_Problem details_.
Pick out every line in the records below that contains the word "Look", and copy each of those lines in full.

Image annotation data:
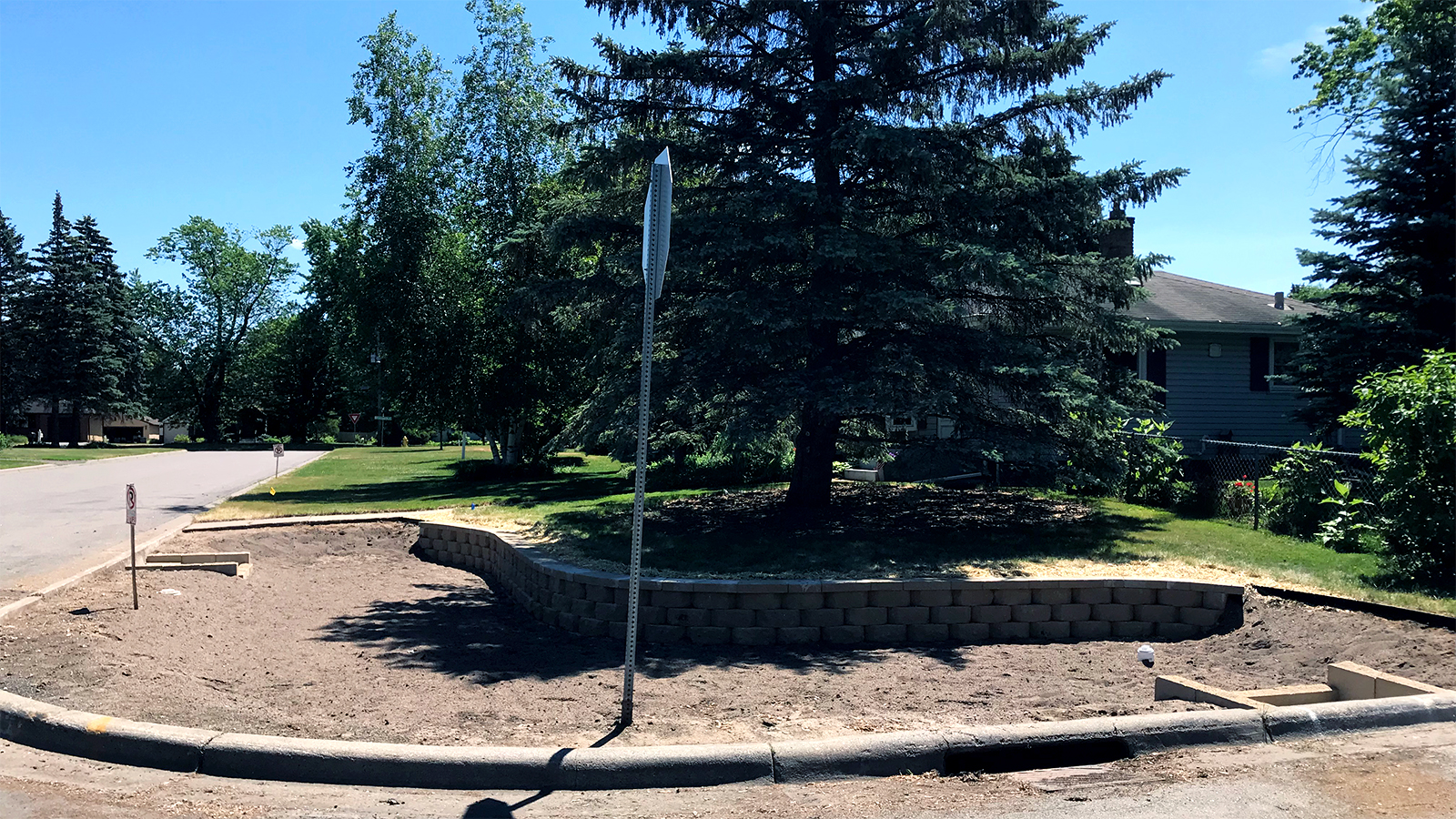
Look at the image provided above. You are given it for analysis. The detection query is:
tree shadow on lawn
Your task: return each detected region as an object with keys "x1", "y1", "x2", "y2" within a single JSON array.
[
  {"x1": 541, "y1": 485, "x2": 1158, "y2": 579},
  {"x1": 233, "y1": 475, "x2": 628, "y2": 507},
  {"x1": 316, "y1": 583, "x2": 984, "y2": 685}
]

_Expected output_.
Look at the image provided above. You are given it for analysis. The detection query is:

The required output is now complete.